▶ **PROBLEM DESCRIPTION**:
Extend the agreement text on termination and notices, starting after its final line.

▶ **SOURCE TEXT**:
Any of the parties herein may terminate their participation in this
Agreement on the earlier of the date on which (i) the respective
party liquidates, dissolves, or winds up and (ii) the parties
hereto agree in writing to terminate this Agreement.
2.2 Notices.
All notices, requests, and demands to or upon the respective
parties hereto to be effective shall be in writing, and, unless
otherwise expressly provided herein, shall be deemed to have been
duly given or made when delivered against receipt or upon actual
receipt of (i) personal delivery, (ii) delivery by reputable
overnight courier or (iii) delivery by registered or certified
mail, postage prepaid, return receipt requested, addressed as set
forth below ( or to such other address as may be hereafter notified
by the respective parties hereto in accordance with this Section
2.2):
MCI
SIF:
MCI Secured Income Fund, LLC
0000
Xxxxx Xxxxxxx Xxxx, Xxxxx 000
Xxxxxx,
Xxxxx 00000
Attention: Xxxx
Xxxxx
MCI
PEF:
MCI Preferred Equity Fund, LLC
0000
Xxxxx Xxxxxxx Xxxx, Xxxxx 000
Xxxxxx,
Xxxxx 00000
Attention: Xxxx
Xxxxx
MCI PIF
II:
MCI Preferred Income Fund II, LLC
0000
Xxxxx Xxxxxxx Xxxx, Xxxxx 000
Xxxxxx,
Xxxxx 00000
Attention: Xxxx
Xxxxx
2
MCI PIF
IV:
MCI Preferred Income Fund IV, LLC
0000
Xxxxx Xxxxxxx Xxxx, Xxxxx 000
Xxxxxx,
Xxxxx 00000
Attention: Xxxx
Xxxxx
MCI INC
V:
MCI Income Fund V, LLC
0000
Xxxxx Xxxxxxx Xxxx, Xxxxx 000
Xxxxxx,
Xxxxx 00000
Attention: Xxxx
Xxxxx
and, in
any and all herein, with a copy to (but which shall not constitute
notice):
Xxxxx
Xxxxxx Mandala, LLP
600
Banner Place Tower
00000
Xxxx Xxxx
Xxxxxx,
Xxxxx 00000
Attention: Xxxxx X.

▶ **SUPPLIED MATERIAL**:
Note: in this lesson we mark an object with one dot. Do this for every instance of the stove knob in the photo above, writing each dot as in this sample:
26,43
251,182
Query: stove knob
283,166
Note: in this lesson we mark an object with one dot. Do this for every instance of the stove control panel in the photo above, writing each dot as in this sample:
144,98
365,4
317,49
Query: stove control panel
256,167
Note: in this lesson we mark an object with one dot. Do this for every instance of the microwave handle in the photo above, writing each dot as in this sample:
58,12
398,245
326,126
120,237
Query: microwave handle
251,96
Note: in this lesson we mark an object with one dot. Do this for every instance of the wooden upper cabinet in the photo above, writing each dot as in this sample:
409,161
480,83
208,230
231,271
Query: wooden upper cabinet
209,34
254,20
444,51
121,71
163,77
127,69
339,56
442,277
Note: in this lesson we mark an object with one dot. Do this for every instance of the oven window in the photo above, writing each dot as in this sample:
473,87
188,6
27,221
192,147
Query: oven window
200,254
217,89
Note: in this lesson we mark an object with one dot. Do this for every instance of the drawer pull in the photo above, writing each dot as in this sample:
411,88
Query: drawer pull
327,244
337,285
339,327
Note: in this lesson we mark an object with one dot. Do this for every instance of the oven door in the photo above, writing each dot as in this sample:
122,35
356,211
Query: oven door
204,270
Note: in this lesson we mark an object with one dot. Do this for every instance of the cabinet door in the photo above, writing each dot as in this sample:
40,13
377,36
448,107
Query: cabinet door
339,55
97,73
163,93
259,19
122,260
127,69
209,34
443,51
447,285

▶ **RESPONSE FOR THIS EXERCISE**:
Xxxxx, Esq.
xxxxxx@xxxxxxxxxxx.xxx
2.3 Binding
Nature of Agreement; Successors and Assigns. This Agreement
shall be binding upon and inure to the benefit of the parties
hereto and their respective heirs, personal representatives,
successors, and assigns as provided herein.
2.4 Integration.
This Agreement contains the entire agreement and understanding
among the parties hereto with respect to the subject matter hereof,
and supersedes all prior and contemporaneous agreements,
understandings, inducements, and conditions, express or implied,
oral or written, of any nature whatsoever with respect to the
subject matter hereof. The express terms hereof control and
supersede any course of performance and/or usage of the trade
inconsistent with any of the terms hereof.
2.5 Amendments;
Waivers. This Agreement and the terms hereof may not be
amended, supplemented, or modified except in an instrument in
writing executed by the parties hereto. No waiver of any term or
condition hereof or obligation hereunder shall be valid unless made
in writing and signed by the party to which performance is
due.
2.6 GOVERNING
LAW. THIS AGREEMENT AND THE RIGHTS AND OBLIGATIONS OF THE
PARTIES UNDER THIS AGREEMENT SHALL BE GOVERNED BY, AND CONSTRUED
AND INTERPRETED IN ACCORDANCE WITH, THE LAW OF THE STATE OF TEXAS,
WITHOUT REGARD TO PRINCIPLES OF CONFLICTS OF LAW. EACH OF THE
PARTIES HERETO IRREVOCABLY SUBMITS TO THE EXCLUSIVE JURISDICTION OF
THE COURTS OF THE STATE OF TEXAS AND THE UNITED STATES DISTRICT
COURT FOR ANY DISTRICT WITHIN SUCH STATE FOR THE PURPOSE OF ANY
ACTION OR JUDGMENT RELATING TO OR ARISING OUT OF THIS AGREEMENT OR
ANY OF THE TRANSACTIONS CONTEMPLATED HEREBY AND TO THE LAYING OF
VENUE IN SUCH COURT.
2.7 WAIVER
OF JURY TRIAL. EACH PARTY HERETO ACKNOWLEDGES AND AGREES
THAT ANY CONTROVERSY WHICH MAY ARISE UNDER THIS AGREEMENT IS LIKELY
TO INVOLVE COMPLICATED AND DIFFICULT ISSUES, AND, THEREFORE, EACH
SUCH PARTY HEREBY IRREVOCABLY AND UNCONDITIONALLY WAIVES TO THE
FULLEST EXTENT PERMITTED BY APPLICABLE LAW, ANY RIGHT SUCH PARTY
MAY HAVE TO A TRIAL BY JURY IN RESPECT TO ANY ACTION DIRECTLY OR
INDIRECTLY ARISING OUT OF, UNDER, OR IN CONNECTION WITH OR RELATING
TO THIS AGREEMENT OR THE TRANSACTIONS CONTEMPLATED BY THIS
AGREEMENT.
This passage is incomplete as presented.